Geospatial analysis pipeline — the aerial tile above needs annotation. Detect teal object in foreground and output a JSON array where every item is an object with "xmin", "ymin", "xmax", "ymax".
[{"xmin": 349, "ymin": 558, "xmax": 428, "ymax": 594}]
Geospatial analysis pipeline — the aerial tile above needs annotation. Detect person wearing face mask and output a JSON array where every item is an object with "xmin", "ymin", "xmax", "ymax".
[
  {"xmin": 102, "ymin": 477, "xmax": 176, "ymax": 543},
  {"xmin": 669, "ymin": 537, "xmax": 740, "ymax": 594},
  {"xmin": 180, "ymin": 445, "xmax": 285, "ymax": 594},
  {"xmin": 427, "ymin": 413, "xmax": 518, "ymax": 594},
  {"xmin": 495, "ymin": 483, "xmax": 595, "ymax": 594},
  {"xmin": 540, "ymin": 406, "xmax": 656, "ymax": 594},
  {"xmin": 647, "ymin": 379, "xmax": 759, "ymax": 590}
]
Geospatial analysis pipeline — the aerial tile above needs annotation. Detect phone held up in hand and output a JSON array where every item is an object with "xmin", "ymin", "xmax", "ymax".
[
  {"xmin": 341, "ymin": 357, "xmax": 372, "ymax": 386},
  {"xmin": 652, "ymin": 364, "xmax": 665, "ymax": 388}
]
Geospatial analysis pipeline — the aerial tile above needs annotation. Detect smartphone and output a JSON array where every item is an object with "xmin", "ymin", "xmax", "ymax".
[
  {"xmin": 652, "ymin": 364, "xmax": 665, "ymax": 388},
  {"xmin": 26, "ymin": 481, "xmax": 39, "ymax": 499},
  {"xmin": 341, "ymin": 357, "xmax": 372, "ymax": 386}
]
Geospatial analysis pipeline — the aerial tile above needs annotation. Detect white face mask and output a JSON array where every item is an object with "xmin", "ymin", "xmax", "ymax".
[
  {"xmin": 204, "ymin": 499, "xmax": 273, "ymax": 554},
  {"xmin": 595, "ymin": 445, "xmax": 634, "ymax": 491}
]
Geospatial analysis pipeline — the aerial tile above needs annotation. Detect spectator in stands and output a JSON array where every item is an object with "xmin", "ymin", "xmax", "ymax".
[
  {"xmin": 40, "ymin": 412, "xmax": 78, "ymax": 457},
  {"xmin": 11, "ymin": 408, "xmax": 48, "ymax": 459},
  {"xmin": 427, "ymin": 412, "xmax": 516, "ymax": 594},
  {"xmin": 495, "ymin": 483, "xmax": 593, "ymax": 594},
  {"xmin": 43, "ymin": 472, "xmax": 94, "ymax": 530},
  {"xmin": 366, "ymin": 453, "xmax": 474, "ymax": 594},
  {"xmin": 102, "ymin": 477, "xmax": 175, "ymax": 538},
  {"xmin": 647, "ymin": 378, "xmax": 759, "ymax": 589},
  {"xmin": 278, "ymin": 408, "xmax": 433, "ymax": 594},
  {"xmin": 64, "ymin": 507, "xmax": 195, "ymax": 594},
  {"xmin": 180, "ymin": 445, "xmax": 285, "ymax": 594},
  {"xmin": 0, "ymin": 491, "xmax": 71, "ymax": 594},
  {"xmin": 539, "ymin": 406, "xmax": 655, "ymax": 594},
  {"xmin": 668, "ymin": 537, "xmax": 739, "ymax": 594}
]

----

From the data above, extract every line in its exact form.

Geospatial analysis pipeline — the aerial tile above needs annotation. Detect teal object in foreground and output a JSON array where every item is an object with "xmin", "ymin", "xmax", "ymax".
[{"xmin": 349, "ymin": 558, "xmax": 428, "ymax": 594}]
Geospatial analysis pipeline — the aerial tile above needs annotation. Detect person wearing face mask and output a JSON array where every item is an object with "xmin", "ymin", "xmax", "ymax".
[
  {"xmin": 102, "ymin": 477, "xmax": 176, "ymax": 543},
  {"xmin": 669, "ymin": 537, "xmax": 740, "ymax": 594},
  {"xmin": 180, "ymin": 445, "xmax": 285, "ymax": 594},
  {"xmin": 427, "ymin": 413, "xmax": 518, "ymax": 594},
  {"xmin": 495, "ymin": 483, "xmax": 595, "ymax": 594},
  {"xmin": 540, "ymin": 406, "xmax": 656, "ymax": 594},
  {"xmin": 647, "ymin": 379, "xmax": 759, "ymax": 590}
]
Geospatial analysis pipeline — the aerial tile above needs annotation. Detect phone held up in hand and output a JSON array where every item is an object with "xmin", "ymin", "xmax", "ymax".
[
  {"xmin": 341, "ymin": 357, "xmax": 372, "ymax": 386},
  {"xmin": 652, "ymin": 364, "xmax": 665, "ymax": 388}
]
Geospatial analysis pipeline — the aerial tile above needs annotation. Detect smartphone and output a JSON array where every item is an object with "xmin", "ymin", "xmax", "ymax".
[
  {"xmin": 652, "ymin": 364, "xmax": 665, "ymax": 388},
  {"xmin": 26, "ymin": 481, "xmax": 39, "ymax": 499},
  {"xmin": 341, "ymin": 357, "xmax": 372, "ymax": 386}
]
Geospatial analysis pipeline — the aerial tile above needs annotation. Detect white face mask and output a JSON array where every item is an object with "xmin", "ymin", "xmax", "ymax".
[
  {"xmin": 204, "ymin": 499, "xmax": 273, "ymax": 554},
  {"xmin": 595, "ymin": 445, "xmax": 634, "ymax": 491}
]
Geospatial analysis pipeline — the aerial tile above needs annotation. Detect spectator in stands and output a JSON array where every item is an object with "xmin", "ymin", "xmax", "ymax".
[
  {"xmin": 40, "ymin": 412, "xmax": 78, "ymax": 457},
  {"xmin": 11, "ymin": 408, "xmax": 48, "ymax": 459},
  {"xmin": 427, "ymin": 412, "xmax": 516, "ymax": 594},
  {"xmin": 495, "ymin": 483, "xmax": 593, "ymax": 594},
  {"xmin": 43, "ymin": 472, "xmax": 94, "ymax": 530},
  {"xmin": 366, "ymin": 453, "xmax": 474, "ymax": 594},
  {"xmin": 102, "ymin": 477, "xmax": 175, "ymax": 538},
  {"xmin": 647, "ymin": 378, "xmax": 759, "ymax": 589},
  {"xmin": 278, "ymin": 408, "xmax": 433, "ymax": 594},
  {"xmin": 64, "ymin": 507, "xmax": 195, "ymax": 594},
  {"xmin": 180, "ymin": 445, "xmax": 285, "ymax": 594},
  {"xmin": 0, "ymin": 491, "xmax": 71, "ymax": 594},
  {"xmin": 539, "ymin": 406, "xmax": 655, "ymax": 594},
  {"xmin": 668, "ymin": 537, "xmax": 739, "ymax": 594}
]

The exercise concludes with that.